Trecho selecionado:
▬▬▬▬▬▬

Trabalhar com pesquisa científica nas escolas não é o mesmo que empurrar os alunos para profissões ligadas a ciência e pesquisa, mas algo que traz benefícios à educação e deveria ser parte fundamental do processo de aprendizagem. É isso que pensam Sarah Lloyd e Christopher Jarvis, pesquisadores do Museu de História Natural da Universidade de Oxford, no Reino Unido, que estão em Porto Alegre para trocar experiências educacionais com professores brasileiros.
Em entrevista para GZH, eles explicaram o papel da pesquisa no desenvolvimento de estudantes na educação básica. Para os especialistas, o espírito da ciência deve ser levado às escolas não somente em termos de currículo e sala de aula, mas também nas práticas do dia a dia.
Trata-se de uma tendência em crescimento no Brasil, embora a implantação dessas atividades seja um desafio para escolas. Segundo a Base Nacional Comum Curricular (BNCC), o uso do método científico e a elaboração de pesquisa científica em sala de aula são instrumentos para melhorar a aprendizagem, garantindo a inovação e contribuindo para a transformação social.
Sarah Lloyd é diretora de educação no museu da Universidade de Oxford. Ela supervisiona um programa de aprendizagem para adultos, famílias e estudantes secundaristas e é especializada em aprendizagem da ciência para pessoas em idade escolar. Jarvis é gerente de educação para escolas primárias e adultos, coordenando programas de atividades educativas no museu que incluem palestras e eventos.
Eles vieram a Porto Alegre a convite do Colégio Farroupilha, para dialogar com profissionais da escola e conhecer projetos científicos dos alunos. A dupla participará das Mostras Farroups 2023 neste sábado (30). O evento reúne a 16ª edição da Mostra do Conhecimento e a 18ª edição da Mostra do Conexão Ciência, em que os alunos apresentarão projetos científicos que desenvolveram ao longo do ano. Estudantes do 6º ano até o 2º ano do Ensino Médio participam da atividade. Confira a entrevista completa a seguir.
Como a ciência deve ser abordada em sala de aula? Que tipo de ações e projetos podemos desenvolver para instigar os jovens?
Sarah Lloyd - Aprender ciência não é só sobre desenvolver projetos científicos e seguir uma profissão ligada à pesquisa, necessariamente. É sobre aprender explorando, desenvolver a curiosidade e aprender a formular perguntas mais aprofundadas em sala de aula. Pode ser algo muito divertido, não só para as crianças, mas para adultos também. Para que se sintam felizes com a área da pesquisa e se interessem por ela, os alunos precisam ter contato com pessoas envolvidas na ciência. Quanto mais conhecemos essas pessoas e seus trabalhos, mais enxergamos a ciência ao nosso redor e a importância dela.
Que estratégias e abordagens pedagógicas são utilizadas pela Universidade de Oxford para conduzir os projetos?

▬▬▬▬▬▬

Itens fornecidos:
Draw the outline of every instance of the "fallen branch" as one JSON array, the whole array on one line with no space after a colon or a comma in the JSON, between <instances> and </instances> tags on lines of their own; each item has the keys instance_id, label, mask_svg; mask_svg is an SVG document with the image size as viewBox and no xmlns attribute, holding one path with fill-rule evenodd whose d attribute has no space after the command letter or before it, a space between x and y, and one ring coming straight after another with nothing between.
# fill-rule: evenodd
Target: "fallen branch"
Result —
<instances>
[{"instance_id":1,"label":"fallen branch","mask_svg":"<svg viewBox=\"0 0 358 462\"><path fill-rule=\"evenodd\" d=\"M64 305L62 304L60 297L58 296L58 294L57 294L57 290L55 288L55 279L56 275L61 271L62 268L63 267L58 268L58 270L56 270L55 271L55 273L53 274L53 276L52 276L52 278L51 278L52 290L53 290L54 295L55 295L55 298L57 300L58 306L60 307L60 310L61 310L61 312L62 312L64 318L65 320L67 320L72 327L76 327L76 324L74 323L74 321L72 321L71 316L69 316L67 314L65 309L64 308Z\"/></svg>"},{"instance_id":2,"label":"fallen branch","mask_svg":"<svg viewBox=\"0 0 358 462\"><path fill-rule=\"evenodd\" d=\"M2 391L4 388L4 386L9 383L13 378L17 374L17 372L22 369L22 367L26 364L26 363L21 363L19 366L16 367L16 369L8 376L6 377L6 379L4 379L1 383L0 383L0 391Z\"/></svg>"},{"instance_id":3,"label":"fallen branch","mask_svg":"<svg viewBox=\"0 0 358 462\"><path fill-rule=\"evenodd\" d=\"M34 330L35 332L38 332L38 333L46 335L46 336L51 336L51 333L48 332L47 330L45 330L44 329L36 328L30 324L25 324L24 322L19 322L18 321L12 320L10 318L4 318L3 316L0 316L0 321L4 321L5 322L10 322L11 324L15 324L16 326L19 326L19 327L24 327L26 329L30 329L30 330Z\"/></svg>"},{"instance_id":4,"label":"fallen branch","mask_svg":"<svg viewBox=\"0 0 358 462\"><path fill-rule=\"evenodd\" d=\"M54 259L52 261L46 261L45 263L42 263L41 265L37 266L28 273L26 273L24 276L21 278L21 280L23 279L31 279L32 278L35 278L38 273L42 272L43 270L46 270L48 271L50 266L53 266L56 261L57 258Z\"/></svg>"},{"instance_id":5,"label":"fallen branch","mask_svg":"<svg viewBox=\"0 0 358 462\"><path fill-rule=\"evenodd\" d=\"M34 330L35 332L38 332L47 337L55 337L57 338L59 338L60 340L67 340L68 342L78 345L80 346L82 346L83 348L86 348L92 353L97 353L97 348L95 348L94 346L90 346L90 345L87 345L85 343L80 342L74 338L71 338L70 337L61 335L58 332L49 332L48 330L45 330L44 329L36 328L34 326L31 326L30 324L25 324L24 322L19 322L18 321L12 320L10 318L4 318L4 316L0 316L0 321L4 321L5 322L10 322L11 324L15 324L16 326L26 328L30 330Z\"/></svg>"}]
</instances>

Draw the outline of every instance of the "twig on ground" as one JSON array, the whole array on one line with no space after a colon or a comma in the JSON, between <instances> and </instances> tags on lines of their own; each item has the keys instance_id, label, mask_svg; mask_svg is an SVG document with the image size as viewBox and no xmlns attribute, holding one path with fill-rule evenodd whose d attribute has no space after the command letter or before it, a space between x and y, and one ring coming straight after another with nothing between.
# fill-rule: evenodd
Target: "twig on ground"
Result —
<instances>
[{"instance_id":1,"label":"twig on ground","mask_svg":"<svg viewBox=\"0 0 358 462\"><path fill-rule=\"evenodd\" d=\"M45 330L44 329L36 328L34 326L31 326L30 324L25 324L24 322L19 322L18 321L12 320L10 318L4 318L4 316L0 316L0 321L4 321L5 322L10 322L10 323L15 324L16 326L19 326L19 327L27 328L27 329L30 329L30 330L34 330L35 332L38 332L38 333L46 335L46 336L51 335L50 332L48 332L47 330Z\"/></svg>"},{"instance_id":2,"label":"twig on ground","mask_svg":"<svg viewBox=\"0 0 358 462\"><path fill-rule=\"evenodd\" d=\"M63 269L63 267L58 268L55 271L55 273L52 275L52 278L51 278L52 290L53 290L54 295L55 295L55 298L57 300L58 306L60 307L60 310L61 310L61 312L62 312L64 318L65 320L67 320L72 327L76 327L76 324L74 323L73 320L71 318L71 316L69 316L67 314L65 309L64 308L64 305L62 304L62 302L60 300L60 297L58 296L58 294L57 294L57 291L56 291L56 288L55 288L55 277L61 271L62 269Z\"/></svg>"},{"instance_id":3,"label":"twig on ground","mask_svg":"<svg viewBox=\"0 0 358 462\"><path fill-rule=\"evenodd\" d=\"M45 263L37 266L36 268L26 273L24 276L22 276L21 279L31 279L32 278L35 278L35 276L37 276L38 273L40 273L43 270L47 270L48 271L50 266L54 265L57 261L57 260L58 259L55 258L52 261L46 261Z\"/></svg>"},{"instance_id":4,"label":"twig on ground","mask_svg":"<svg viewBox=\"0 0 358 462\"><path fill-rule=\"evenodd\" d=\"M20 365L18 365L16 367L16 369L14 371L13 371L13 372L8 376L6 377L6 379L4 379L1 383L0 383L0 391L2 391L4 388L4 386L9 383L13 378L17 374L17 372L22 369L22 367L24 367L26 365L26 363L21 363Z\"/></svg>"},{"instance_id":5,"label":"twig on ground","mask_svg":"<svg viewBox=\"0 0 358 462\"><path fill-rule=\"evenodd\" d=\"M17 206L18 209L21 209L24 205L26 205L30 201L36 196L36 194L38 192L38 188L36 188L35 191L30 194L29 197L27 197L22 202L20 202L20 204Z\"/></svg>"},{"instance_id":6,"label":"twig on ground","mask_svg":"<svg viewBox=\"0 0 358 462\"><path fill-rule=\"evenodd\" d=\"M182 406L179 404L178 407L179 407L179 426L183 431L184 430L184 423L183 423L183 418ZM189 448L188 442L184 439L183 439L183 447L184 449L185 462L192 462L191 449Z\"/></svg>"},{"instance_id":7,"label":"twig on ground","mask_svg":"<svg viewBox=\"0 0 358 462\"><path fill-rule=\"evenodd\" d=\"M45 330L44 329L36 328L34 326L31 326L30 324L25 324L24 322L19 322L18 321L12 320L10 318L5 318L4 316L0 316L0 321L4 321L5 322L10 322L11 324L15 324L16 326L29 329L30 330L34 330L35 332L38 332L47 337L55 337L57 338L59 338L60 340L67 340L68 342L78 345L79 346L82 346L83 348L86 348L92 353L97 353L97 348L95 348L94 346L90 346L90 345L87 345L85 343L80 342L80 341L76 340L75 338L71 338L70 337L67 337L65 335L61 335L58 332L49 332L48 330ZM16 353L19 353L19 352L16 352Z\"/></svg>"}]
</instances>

▬▬▬▬▬▬

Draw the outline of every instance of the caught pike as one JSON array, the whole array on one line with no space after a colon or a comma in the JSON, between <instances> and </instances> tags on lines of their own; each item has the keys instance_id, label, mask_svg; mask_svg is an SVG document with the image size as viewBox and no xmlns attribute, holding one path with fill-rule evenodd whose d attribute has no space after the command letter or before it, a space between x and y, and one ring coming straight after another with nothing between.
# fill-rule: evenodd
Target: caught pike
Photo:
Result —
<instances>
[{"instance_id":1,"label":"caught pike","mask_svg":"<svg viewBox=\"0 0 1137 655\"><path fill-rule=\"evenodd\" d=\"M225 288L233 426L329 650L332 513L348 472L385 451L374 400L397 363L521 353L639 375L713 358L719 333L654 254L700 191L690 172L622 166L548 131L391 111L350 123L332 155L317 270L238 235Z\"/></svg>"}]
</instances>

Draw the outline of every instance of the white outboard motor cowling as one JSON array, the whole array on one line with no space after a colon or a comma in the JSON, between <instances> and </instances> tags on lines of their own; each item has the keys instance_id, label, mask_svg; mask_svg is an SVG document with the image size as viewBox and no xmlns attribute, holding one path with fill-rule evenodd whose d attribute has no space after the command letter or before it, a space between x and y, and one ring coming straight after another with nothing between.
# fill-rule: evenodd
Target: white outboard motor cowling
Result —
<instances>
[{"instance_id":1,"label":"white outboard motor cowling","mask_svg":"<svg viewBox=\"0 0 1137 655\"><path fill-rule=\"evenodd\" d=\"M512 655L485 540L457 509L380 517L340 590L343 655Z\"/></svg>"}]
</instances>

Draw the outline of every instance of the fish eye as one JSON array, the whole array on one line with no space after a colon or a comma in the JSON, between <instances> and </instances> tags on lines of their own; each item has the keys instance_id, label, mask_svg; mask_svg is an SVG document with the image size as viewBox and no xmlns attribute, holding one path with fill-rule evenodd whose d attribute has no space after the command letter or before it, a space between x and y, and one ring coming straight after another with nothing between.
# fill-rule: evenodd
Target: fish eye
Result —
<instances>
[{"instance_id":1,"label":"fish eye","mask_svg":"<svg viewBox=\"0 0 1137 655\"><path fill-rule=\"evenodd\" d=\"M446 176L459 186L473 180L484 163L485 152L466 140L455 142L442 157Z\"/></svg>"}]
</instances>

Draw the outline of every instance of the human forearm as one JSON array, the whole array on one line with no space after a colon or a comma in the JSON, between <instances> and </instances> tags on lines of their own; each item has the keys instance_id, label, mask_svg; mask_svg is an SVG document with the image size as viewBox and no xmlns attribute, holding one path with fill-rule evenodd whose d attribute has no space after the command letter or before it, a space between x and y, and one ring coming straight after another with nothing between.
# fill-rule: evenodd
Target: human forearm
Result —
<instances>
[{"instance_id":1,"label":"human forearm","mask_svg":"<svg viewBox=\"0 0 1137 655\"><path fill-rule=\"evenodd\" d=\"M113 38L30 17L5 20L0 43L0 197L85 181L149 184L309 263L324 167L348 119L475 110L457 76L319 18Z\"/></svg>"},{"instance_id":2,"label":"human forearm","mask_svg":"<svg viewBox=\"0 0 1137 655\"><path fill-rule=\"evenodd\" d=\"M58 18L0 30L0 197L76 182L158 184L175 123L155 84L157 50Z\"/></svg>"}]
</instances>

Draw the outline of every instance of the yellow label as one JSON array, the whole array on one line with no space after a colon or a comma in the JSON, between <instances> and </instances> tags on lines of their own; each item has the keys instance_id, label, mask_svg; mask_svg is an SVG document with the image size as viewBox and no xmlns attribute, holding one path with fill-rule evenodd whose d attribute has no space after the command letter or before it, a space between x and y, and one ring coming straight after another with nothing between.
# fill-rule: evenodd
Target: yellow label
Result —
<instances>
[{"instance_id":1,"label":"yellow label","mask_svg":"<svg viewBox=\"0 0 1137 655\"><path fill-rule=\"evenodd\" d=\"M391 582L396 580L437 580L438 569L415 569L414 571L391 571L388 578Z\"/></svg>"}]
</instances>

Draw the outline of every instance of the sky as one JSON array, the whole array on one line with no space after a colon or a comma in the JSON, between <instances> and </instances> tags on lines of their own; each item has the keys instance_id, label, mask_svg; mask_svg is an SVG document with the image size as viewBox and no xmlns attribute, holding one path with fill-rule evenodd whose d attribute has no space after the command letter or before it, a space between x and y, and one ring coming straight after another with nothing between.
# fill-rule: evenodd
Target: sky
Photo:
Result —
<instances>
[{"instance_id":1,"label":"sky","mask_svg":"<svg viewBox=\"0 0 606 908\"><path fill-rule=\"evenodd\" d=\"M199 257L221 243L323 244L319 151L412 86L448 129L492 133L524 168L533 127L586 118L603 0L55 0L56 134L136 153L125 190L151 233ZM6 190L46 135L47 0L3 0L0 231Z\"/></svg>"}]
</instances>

▬▬▬▬▬▬

Tarefas propostas:
**A.** Traduza para o inglês esta frase do texto sobre ciência nas escolas: "Sarah Lloyd é diretora de educação no museu da Universidade de Oxford."
**B.** Copie, sem alterações, o trecho do texto sobre ciência nas escolas que se abre com as palavras "Sarah Lloyd - Aprender" e se fecha com "a importância dela.".

Resolução das tarefas:
**A.** Sarah Lloyd is director of education at the University of Oxford museum.

**B.**
Sarah Lloyd - Aprender ciência não é só sobre desenvolver projetos científicos e seguir uma profissão ligada à pesquisa, necessariamente. É sobre aprender explorando, desenvolver a curiosidade e aprender a formular perguntas mais aprofundadas em sala de aula. Pode ser algo muito divertido, não só para as crianças, mas para adultos também. Para que se sintam felizes com a área da pesquisa e se interessem por ela, os alunos precisam ter contato com pessoas envolvidas na ciência. Quanto mais conhecemos essas pessoas e seus trabalhos, mais enxergamos a ciência ao nosso redor e a importância dela.